## Instruction
Format every line of the material below as a JSON list of strings, one string per line, with blank lines omitted.

## Listed records
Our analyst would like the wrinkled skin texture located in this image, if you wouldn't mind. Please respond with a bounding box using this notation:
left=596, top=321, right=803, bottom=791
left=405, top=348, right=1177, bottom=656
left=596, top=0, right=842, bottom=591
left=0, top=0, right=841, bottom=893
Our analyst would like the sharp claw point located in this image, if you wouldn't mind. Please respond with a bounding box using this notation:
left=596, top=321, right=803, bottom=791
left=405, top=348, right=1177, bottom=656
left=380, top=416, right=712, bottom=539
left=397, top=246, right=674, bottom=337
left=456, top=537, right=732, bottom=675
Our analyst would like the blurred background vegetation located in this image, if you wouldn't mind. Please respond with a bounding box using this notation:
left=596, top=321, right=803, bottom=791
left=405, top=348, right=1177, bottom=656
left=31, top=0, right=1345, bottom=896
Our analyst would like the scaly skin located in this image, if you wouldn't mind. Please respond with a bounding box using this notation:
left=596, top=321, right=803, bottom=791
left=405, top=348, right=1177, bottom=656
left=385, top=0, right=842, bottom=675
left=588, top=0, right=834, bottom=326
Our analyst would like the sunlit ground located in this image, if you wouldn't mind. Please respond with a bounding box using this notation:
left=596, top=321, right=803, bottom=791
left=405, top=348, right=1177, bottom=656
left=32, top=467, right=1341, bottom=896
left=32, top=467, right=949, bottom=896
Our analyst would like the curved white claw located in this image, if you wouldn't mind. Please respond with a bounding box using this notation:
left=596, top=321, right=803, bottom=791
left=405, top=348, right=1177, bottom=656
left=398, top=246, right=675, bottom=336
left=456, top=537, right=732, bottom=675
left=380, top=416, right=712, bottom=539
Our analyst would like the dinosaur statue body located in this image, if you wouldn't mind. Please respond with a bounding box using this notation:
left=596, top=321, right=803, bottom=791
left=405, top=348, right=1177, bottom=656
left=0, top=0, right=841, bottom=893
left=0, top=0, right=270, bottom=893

## Exercise answer
[
  "Our analyst would like the wrinkled skin texture located in this image, if you wouldn't mind. Please respond with a bounding box using this notation:",
  "left=596, top=321, right=803, bottom=791",
  "left=405, top=348, right=1177, bottom=656",
  "left=596, top=0, right=842, bottom=591",
  "left=0, top=0, right=841, bottom=893",
  "Our analyst would like the sharp claw point located in this image, if you wouldn't mind. Please respond with a bounding box using this notation:",
  "left=596, top=321, right=803, bottom=791",
  "left=405, top=348, right=1177, bottom=656",
  "left=380, top=416, right=712, bottom=539",
  "left=397, top=246, right=674, bottom=337",
  "left=456, top=537, right=732, bottom=675",
  "Our analyst would like the blurred background vegetation located in this image, if you wouldn't mind. Please respond with a bounding box using this notation:",
  "left=596, top=321, right=803, bottom=791",
  "left=405, top=348, right=1177, bottom=656",
  "left=31, top=0, right=1345, bottom=896",
  "Our analyst would like the scaly skin located in this image, if you wouldn't mind. Please respond with a bounding box using this notation:",
  "left=596, top=321, right=803, bottom=791",
  "left=405, top=348, right=1177, bottom=656",
  "left=385, top=0, right=842, bottom=675",
  "left=588, top=0, right=834, bottom=326",
  "Our analyst would like the sunlit ground located in this image, if you wouldn't mind. Please respond with a bounding box using this notation:",
  "left=596, top=321, right=803, bottom=791",
  "left=405, top=348, right=1177, bottom=656",
  "left=32, top=467, right=1341, bottom=896",
  "left=32, top=467, right=949, bottom=896",
  "Our analyst would like the curved white claw located in this image, if you wouldn't mind. Please respond with a bounding box using this notation:",
  "left=596, top=321, right=803, bottom=791",
  "left=405, top=348, right=1177, bottom=656",
  "left=398, top=246, right=675, bottom=336",
  "left=456, top=537, right=732, bottom=675",
  "left=380, top=416, right=712, bottom=539",
  "Our analyst would like the dinosaur statue body located in this image, if you wouldn't mind. Please respond with a bounding box using this notation:",
  "left=596, top=321, right=803, bottom=791",
  "left=405, top=348, right=1177, bottom=656",
  "left=0, top=0, right=841, bottom=893",
  "left=0, top=0, right=270, bottom=893"
]